Requirement — Exactly as written, transcribe the lines that run from the one containing "[indicate] grey cloud" to the end of the records below.

Data for processing —
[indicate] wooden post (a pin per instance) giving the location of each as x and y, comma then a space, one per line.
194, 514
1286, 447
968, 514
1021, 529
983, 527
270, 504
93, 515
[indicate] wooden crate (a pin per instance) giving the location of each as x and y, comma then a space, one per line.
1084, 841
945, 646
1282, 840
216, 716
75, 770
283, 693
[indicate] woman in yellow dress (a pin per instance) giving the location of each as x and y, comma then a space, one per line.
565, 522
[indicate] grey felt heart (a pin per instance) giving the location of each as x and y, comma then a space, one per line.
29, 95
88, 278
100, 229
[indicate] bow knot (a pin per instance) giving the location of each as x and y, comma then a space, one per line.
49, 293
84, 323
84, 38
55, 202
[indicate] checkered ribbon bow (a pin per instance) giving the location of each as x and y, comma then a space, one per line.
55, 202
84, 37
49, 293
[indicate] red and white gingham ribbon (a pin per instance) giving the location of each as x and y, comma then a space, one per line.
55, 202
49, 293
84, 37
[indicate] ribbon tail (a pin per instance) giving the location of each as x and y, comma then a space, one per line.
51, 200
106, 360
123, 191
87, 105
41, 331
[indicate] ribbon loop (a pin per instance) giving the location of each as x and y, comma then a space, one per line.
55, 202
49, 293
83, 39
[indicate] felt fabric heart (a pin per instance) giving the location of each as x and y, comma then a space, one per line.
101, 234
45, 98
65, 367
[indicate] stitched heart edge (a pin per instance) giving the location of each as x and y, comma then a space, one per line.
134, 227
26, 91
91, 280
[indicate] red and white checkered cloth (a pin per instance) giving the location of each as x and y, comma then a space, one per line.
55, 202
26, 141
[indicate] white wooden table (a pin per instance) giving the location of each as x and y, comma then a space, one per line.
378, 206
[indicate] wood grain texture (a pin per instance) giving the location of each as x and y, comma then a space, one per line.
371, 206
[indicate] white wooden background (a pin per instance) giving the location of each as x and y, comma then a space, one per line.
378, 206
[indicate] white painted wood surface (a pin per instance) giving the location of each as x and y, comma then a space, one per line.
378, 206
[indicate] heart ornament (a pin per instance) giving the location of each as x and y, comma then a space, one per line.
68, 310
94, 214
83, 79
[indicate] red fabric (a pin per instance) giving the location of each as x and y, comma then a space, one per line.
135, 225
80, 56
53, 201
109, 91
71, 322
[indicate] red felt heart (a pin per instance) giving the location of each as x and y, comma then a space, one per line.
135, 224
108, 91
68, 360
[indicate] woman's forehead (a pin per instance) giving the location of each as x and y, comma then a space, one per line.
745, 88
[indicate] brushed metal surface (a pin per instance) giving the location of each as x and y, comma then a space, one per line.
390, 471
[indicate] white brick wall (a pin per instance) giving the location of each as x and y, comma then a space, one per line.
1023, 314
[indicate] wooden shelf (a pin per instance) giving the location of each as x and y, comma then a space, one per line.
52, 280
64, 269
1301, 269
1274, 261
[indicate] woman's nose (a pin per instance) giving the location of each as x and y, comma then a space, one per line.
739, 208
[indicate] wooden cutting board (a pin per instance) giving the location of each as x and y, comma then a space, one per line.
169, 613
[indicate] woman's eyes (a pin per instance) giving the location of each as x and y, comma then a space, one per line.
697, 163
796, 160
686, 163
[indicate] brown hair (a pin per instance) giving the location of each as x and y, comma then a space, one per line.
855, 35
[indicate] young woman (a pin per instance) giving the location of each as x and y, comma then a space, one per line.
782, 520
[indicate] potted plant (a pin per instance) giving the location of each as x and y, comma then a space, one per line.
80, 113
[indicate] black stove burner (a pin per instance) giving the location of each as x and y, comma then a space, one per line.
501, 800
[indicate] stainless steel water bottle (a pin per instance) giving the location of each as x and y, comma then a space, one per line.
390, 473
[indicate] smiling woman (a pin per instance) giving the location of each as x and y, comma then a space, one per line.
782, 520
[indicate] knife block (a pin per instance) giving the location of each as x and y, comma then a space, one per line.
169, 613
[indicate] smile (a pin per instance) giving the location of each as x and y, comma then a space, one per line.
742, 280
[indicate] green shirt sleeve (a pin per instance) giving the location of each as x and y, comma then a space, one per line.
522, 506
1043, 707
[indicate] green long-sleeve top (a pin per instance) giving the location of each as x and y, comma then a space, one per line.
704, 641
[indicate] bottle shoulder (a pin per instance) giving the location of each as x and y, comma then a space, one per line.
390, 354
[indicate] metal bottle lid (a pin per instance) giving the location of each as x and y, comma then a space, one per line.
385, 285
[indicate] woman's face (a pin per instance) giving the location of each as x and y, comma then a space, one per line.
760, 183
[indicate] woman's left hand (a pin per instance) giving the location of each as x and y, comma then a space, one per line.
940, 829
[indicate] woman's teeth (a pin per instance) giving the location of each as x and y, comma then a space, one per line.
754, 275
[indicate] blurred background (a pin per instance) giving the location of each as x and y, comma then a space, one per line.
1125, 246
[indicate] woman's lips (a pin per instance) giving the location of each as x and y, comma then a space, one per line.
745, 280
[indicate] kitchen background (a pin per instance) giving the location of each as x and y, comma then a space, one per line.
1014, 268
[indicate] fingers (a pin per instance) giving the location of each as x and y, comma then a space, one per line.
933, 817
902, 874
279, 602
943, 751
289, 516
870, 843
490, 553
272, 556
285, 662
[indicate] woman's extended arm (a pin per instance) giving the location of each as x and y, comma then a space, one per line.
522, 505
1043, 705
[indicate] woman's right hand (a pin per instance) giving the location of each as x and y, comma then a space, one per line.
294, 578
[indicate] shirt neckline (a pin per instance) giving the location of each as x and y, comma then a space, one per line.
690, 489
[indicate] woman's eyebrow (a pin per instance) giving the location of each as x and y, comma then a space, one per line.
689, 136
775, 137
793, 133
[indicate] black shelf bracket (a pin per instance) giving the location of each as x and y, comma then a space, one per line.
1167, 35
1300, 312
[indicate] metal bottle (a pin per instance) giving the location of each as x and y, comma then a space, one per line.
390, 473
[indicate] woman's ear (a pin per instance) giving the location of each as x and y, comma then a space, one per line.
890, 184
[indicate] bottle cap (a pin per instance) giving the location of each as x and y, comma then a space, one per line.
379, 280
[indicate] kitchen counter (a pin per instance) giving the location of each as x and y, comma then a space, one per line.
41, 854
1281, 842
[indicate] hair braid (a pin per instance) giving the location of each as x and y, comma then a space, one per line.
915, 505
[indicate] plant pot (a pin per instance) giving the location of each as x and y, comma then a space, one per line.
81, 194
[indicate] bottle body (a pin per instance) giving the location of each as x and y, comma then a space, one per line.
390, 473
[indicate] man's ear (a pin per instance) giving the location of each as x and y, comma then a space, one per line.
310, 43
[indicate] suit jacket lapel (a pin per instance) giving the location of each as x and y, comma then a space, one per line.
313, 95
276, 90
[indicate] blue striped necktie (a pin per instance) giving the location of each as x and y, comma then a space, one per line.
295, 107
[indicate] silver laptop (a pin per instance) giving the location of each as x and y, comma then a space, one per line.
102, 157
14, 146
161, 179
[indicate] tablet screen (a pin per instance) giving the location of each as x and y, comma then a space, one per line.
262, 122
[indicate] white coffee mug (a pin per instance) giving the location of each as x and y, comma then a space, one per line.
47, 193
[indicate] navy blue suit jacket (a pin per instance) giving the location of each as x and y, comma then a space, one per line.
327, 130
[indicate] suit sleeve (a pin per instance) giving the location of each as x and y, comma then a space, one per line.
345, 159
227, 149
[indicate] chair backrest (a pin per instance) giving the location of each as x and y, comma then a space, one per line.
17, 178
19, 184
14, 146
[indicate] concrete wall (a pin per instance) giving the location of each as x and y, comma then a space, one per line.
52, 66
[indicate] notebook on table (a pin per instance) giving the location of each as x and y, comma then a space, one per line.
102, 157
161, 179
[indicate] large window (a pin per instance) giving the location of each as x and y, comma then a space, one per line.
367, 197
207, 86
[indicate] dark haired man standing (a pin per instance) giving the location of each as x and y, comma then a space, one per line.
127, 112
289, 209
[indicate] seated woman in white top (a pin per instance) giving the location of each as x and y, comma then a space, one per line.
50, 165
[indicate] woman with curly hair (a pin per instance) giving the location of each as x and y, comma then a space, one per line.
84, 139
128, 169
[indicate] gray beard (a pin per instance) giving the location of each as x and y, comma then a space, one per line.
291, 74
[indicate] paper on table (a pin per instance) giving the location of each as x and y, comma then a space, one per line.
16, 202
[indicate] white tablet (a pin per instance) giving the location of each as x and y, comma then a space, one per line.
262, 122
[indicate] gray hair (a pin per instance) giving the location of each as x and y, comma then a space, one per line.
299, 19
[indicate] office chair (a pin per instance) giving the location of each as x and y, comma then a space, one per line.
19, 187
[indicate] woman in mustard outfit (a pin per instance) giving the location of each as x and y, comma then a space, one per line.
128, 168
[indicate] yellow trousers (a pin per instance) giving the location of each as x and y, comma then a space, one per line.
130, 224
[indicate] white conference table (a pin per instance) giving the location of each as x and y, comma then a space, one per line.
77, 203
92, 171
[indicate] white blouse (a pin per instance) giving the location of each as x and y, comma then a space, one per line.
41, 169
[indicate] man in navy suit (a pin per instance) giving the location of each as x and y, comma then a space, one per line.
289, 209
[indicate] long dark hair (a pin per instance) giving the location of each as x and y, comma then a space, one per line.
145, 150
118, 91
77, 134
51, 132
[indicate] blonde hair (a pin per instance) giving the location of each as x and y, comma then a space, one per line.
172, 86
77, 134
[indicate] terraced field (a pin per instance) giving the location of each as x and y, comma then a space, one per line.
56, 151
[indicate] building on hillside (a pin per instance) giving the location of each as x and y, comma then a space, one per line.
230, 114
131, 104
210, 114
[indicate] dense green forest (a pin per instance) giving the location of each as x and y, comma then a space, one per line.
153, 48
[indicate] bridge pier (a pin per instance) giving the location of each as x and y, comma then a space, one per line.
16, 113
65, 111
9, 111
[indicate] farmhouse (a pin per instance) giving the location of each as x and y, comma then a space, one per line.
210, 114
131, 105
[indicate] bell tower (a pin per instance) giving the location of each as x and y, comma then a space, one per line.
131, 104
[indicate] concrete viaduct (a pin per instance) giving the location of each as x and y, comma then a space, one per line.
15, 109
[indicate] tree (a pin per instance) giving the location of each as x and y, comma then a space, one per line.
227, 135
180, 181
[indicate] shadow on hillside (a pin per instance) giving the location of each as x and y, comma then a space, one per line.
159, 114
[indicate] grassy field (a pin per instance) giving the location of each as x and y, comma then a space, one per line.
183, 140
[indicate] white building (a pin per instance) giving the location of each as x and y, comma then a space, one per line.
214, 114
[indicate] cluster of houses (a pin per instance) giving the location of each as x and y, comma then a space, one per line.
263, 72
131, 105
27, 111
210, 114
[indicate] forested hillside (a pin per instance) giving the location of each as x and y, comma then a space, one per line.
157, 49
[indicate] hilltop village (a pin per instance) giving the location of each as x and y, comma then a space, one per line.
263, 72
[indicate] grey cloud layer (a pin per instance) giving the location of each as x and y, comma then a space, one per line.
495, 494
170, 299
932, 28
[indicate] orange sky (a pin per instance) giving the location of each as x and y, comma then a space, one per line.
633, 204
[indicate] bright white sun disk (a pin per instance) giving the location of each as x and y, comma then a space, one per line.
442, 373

Response below —
[indicate] grey cloud layer (a pin per instance) giving the location of each as x and y, comma then a space, one per line.
495, 494
170, 299
932, 28
[indicate] orange sky (a pin per instance) giving the location of each as x and y, comma then a space, one per line.
633, 204
[indicate] bright white sun disk (a pin per instance) giving the location of each as x and y, comma then a space, one per line.
442, 373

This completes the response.